What needs to be done = Leave every picture out and write out the records below exactly.

Data shown =
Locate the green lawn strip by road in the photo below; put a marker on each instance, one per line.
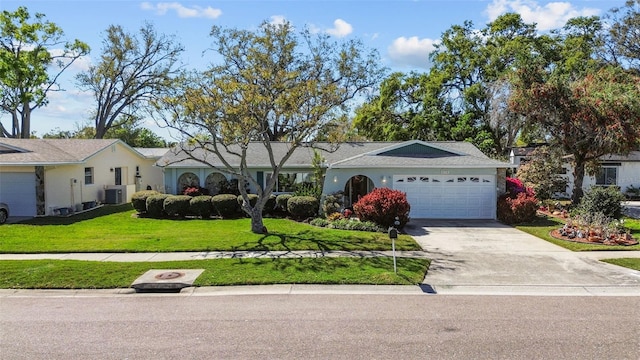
(631, 263)
(123, 232)
(543, 227)
(75, 274)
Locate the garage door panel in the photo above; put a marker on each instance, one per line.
(449, 197)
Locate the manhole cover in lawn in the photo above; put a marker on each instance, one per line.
(169, 275)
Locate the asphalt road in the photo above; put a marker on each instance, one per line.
(152, 326)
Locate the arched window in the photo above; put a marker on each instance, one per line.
(214, 182)
(355, 188)
(186, 180)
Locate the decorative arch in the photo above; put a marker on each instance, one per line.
(186, 180)
(356, 187)
(214, 182)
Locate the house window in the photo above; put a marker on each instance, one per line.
(88, 176)
(607, 176)
(287, 182)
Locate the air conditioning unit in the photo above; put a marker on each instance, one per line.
(113, 196)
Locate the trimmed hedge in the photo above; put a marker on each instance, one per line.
(253, 199)
(177, 205)
(270, 205)
(226, 205)
(201, 206)
(139, 200)
(281, 202)
(155, 205)
(303, 207)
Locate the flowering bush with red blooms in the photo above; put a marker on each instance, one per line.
(518, 205)
(382, 205)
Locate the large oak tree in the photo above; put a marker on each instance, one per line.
(271, 84)
(587, 118)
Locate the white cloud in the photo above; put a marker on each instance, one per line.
(340, 28)
(411, 52)
(182, 11)
(278, 20)
(552, 15)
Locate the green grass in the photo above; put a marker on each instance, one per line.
(543, 226)
(116, 229)
(74, 274)
(631, 263)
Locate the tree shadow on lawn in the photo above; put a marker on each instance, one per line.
(96, 212)
(410, 270)
(282, 243)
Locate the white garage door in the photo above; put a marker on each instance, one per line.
(449, 196)
(18, 190)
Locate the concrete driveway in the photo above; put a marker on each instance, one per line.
(473, 253)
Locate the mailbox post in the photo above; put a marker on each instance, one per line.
(393, 235)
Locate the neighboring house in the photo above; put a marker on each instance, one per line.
(441, 179)
(53, 176)
(616, 170)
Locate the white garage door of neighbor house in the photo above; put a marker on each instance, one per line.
(449, 196)
(18, 190)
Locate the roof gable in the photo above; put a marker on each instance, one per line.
(413, 154)
(417, 149)
(54, 151)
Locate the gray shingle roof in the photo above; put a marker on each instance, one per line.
(353, 154)
(50, 151)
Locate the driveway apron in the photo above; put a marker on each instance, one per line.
(488, 253)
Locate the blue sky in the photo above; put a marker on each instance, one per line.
(402, 31)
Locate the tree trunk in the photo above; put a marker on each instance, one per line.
(257, 225)
(578, 178)
(26, 122)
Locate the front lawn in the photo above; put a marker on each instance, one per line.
(74, 274)
(116, 229)
(542, 228)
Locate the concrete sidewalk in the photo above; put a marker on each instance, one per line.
(468, 258)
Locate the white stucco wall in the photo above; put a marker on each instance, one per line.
(65, 184)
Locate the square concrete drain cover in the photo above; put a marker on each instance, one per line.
(166, 280)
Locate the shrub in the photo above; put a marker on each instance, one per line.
(332, 203)
(201, 206)
(320, 222)
(382, 206)
(334, 216)
(604, 200)
(195, 191)
(308, 189)
(281, 201)
(155, 205)
(177, 205)
(514, 187)
(270, 205)
(139, 200)
(516, 210)
(302, 207)
(226, 205)
(253, 199)
(349, 224)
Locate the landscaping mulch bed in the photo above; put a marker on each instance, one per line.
(609, 242)
(618, 241)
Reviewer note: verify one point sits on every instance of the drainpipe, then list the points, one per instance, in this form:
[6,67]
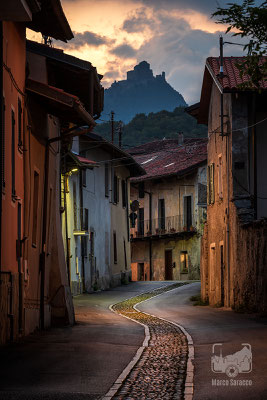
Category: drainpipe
[82,219]
[254,144]
[150,240]
[1,134]
[222,134]
[66,228]
[44,233]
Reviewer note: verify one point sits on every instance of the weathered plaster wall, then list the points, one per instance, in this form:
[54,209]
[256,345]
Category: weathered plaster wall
[172,190]
[245,287]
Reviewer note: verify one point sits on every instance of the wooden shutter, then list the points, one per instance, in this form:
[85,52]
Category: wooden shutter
[212,194]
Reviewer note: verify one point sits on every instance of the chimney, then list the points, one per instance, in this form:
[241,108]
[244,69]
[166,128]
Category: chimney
[180,138]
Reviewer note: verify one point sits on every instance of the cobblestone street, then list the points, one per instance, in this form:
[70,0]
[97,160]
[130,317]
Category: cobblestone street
[160,371]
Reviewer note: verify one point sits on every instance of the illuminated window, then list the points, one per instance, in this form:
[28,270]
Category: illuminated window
[35,208]
[184,261]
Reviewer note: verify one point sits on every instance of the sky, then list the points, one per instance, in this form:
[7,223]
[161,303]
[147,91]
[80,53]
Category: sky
[175,36]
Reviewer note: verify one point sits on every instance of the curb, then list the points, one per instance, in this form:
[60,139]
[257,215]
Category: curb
[189,384]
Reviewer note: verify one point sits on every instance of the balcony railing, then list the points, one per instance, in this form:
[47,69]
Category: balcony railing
[163,226]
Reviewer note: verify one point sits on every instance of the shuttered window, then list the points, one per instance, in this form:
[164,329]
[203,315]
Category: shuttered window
[3,144]
[13,172]
[210,186]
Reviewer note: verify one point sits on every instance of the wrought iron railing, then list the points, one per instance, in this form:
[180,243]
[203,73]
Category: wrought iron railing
[164,226]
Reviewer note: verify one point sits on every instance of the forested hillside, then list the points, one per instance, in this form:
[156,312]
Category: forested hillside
[142,129]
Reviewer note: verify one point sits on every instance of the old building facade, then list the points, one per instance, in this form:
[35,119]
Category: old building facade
[38,112]
[167,224]
[234,256]
[97,214]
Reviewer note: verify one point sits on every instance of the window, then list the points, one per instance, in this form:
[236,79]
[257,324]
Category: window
[161,213]
[74,207]
[106,180]
[19,123]
[115,189]
[141,221]
[115,248]
[85,219]
[49,217]
[210,186]
[187,212]
[124,193]
[184,261]
[220,182]
[3,144]
[13,172]
[141,190]
[125,254]
[212,266]
[35,207]
[76,261]
[84,241]
[83,172]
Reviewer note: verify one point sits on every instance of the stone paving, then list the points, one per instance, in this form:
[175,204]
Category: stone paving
[161,370]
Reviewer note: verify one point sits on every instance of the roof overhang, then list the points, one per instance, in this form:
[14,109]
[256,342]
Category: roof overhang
[59,103]
[178,174]
[51,21]
[72,74]
[74,161]
[18,10]
[124,159]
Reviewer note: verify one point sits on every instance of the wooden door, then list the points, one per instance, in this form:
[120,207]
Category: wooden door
[168,265]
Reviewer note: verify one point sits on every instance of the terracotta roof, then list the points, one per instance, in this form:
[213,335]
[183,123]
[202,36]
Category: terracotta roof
[231,78]
[162,158]
[84,160]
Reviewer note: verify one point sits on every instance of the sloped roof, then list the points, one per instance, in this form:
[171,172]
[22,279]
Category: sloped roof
[228,84]
[117,155]
[231,79]
[163,158]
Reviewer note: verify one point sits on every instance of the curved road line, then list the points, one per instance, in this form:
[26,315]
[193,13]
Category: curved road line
[189,381]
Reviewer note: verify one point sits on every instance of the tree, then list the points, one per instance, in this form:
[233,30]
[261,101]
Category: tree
[250,21]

Task answer =
Locate the green lawn strip by road in the photo below; put a marker on each instance, one per line.
(631, 263)
(123, 232)
(543, 227)
(75, 274)
Locate the garage door panel in the photo above; put a marker on each instance, one per line.
(449, 197)
Locate the manhole cover in lawn in the photo above; put a marker on each instance, one per line.
(169, 275)
Locate the asphalt road in the photo above; put a marker on each instance, one per line.
(152, 326)
Locate the arched window in the photo above; put a marker on each instance, one per line.
(214, 182)
(355, 188)
(186, 180)
Locate the decorative arch in the photo above; put a marker on each instance, one per line.
(186, 180)
(356, 187)
(214, 182)
Locate the house window in the photo above; put a marker on each instance, one per line.
(88, 176)
(607, 176)
(287, 182)
Locate the air conditioning unit in the photo above; put a marker on each instance, one per line.
(113, 196)
Locate the trimmed hedge in the photo above; put a marker on each instance, one per line.
(253, 199)
(177, 205)
(270, 205)
(226, 205)
(201, 206)
(139, 200)
(281, 202)
(155, 205)
(303, 207)
Locate the flowering bush with red blooms in the photo above; put a marker on each instance, one per line.
(518, 205)
(382, 205)
Locate the large oak tree in the photo above; put a marker on each instance, one per line.
(271, 84)
(587, 118)
Locate the white cloud in the photo above; put a marker on each instance, one per line.
(340, 28)
(411, 52)
(182, 11)
(278, 20)
(552, 15)
Locate the green grass in the photo above; put a marker on each instance, one per line.
(543, 226)
(116, 229)
(74, 274)
(631, 263)
Locate the tree shadow on lawn in the photo above; put a marker on each instance, one per line.
(96, 212)
(410, 270)
(282, 243)
Locate the white garage door in the photo above; put a marker on each instance, one per line.
(449, 196)
(18, 190)
Locate the concrete driveway in the photo above; put a marker on each instance, one per line.
(473, 253)
Locate the mailbox post in the photo above; put a marker on each instance, one per line.
(393, 235)
Locate the neighboring house in the photo above; put a marker on each instance, one per line.
(441, 179)
(53, 176)
(616, 170)
Locate the white garage door of neighbor house in the photo above; put a marker on each instance, one per line.
(449, 196)
(18, 190)
Locate the roof gable in the photo above; put a marker on each instance, one per line.
(413, 154)
(417, 149)
(54, 151)
Locate the gray shingle roof in the photo above; put a marker on each instance, one per line.
(353, 154)
(50, 151)
Locate the driveway apron in the photo above; put a marker on each instance, one per line.
(488, 253)
Locate the blue sky in the photo above; put a marker on each instance, one per line.
(402, 31)
Locate the tree trunk in the photo above; put a marker on each instance, one per line.
(257, 225)
(578, 178)
(26, 122)
Locate the front lawn in the photo above; put a marker on each instance, one per line.
(74, 274)
(116, 229)
(542, 228)
Locate the concrete sidewalk in the photo above; put a marker on each instance, one per line.
(468, 258)
Locate the white stucco wall in the photo above; put a marker on each instance, one per line.
(65, 184)
Locate the square concrete drain cover in the photo above; put a marker on each instance, one per line.
(166, 280)
Locate the shrub in the photo above; put a marker on each instance, one per line.
(332, 203)
(201, 206)
(320, 222)
(382, 206)
(334, 216)
(604, 200)
(195, 191)
(308, 189)
(281, 201)
(155, 205)
(177, 205)
(514, 187)
(270, 205)
(139, 200)
(516, 210)
(302, 207)
(226, 205)
(253, 199)
(349, 224)
Locate the landscaping mulch bed in the photo above; put a marker on each instance, one per line.
(609, 242)
(618, 241)
Reviewer note: verify one point sits on every instance of the drainpipe, then list the points, one per instance, in this form:
[6,67]
Category: drainpipe
[82,219]
[254,144]
[150,240]
[1,134]
[222,134]
[66,228]
[44,233]
Reviewer note: verify one point sits on every instance of the weathered plaster wall, then list the points, one per instance, in this form:
[54,209]
[256,345]
Category: weathered plaster wall
[172,190]
[245,287]
Reviewer note: verify one point sits on every instance of the wooden shutter, then list the points, one per instance, in this form:
[85,52]
Category: wooden shutter
[212,194]
Reviewer note: verify one point sits on every instance of the chimney, then list the points, one per instance, in this form:
[241,108]
[244,69]
[166,128]
Category: chimney
[180,138]
Reviewer note: verify one point sits on every instance of the cobblestone street, then list the points, one per instance, in this form:
[70,0]
[97,160]
[130,317]
Category: cobblestone street
[160,371]
Reviewer note: verify one point sits on every instance of the illuminated window, then list the points, one per instance, in this form:
[28,270]
Category: illuminated window
[35,208]
[184,261]
Reviewer note: verify one point sits on every instance of the sky, then list the points, one per instance, in this form:
[7,223]
[161,303]
[147,91]
[80,53]
Category: sky
[175,36]
Reviewer note: verify one point sits on every instance of the curb, then list the points, one per instance, in this form:
[60,139]
[257,215]
Category: curb
[189,384]
Reviewer note: verify one point sits on every instance of the balcony railing, then list the points, one per instance, in this form:
[47,69]
Category: balcony railing
[163,226]
Reviewer note: verify one point sits on every instance of the shuttered window, then list the points, one per instance, in this form:
[164,329]
[203,315]
Category: shuttered window
[3,144]
[13,172]
[210,186]
Reviewer note: verify one point sits on every instance of the wrought iron railing, then list the points, one per instance, in this form:
[180,243]
[203,73]
Category: wrought iron railing
[164,226]
Reviewer note: verify one point sits on every instance of the forested hillside, then list the points, one per instance, in this form:
[156,312]
Category: forested hillside
[142,129]
Reviewer note: verify one point sits on every instance of the old building facade, then list the points, one per instance, in this form:
[35,119]
Category: old building facade
[38,112]
[167,224]
[234,256]
[97,214]
Reviewer note: verify one point sits on every instance of the window, then list the points, one per instance, in this form:
[236,79]
[257,324]
Category: window
[161,213]
[74,207]
[106,180]
[19,123]
[115,189]
[141,221]
[115,248]
[85,219]
[49,217]
[210,186]
[187,212]
[124,193]
[184,261]
[220,182]
[3,144]
[13,172]
[141,190]
[125,254]
[212,266]
[35,207]
[76,261]
[84,241]
[83,172]
Reviewer note: verify one point sits on every instance of the stone paving, then list the points, one per instance, in this form:
[175,204]
Category: stone paving
[161,370]
Reviewer note: verify one point sits on every instance of the roof overhang, then list the points, one per instance, in this form:
[14,109]
[256,342]
Category: roof overhang
[59,103]
[178,174]
[51,21]
[72,74]
[74,161]
[18,10]
[124,159]
Reviewer note: verify one point sits on every instance of the wooden door, then list the points, one per instance, in this form:
[120,207]
Category: wooden door
[168,265]
Reviewer note: verify one point sits on every instance of the terracotta roof, then list the points, one per instance, in this form:
[213,335]
[183,123]
[202,36]
Category: terracotta roof
[231,78]
[162,158]
[84,160]
Reviewer note: verify one point sits on every instance of the sloped roof, then list the points, one per instance, in this form:
[171,172]
[22,279]
Category: sloped roof
[228,84]
[117,155]
[231,79]
[163,158]
Reviewer note: verify one point sits on every instance of the curved road line, then list the points, one per instance, in this form:
[26,315]
[193,13]
Category: curved road line
[189,381]
Reviewer note: verify one point sits on every instance of the tree, then list the points, one per instance, in this form:
[233,30]
[261,101]
Category: tree
[250,21]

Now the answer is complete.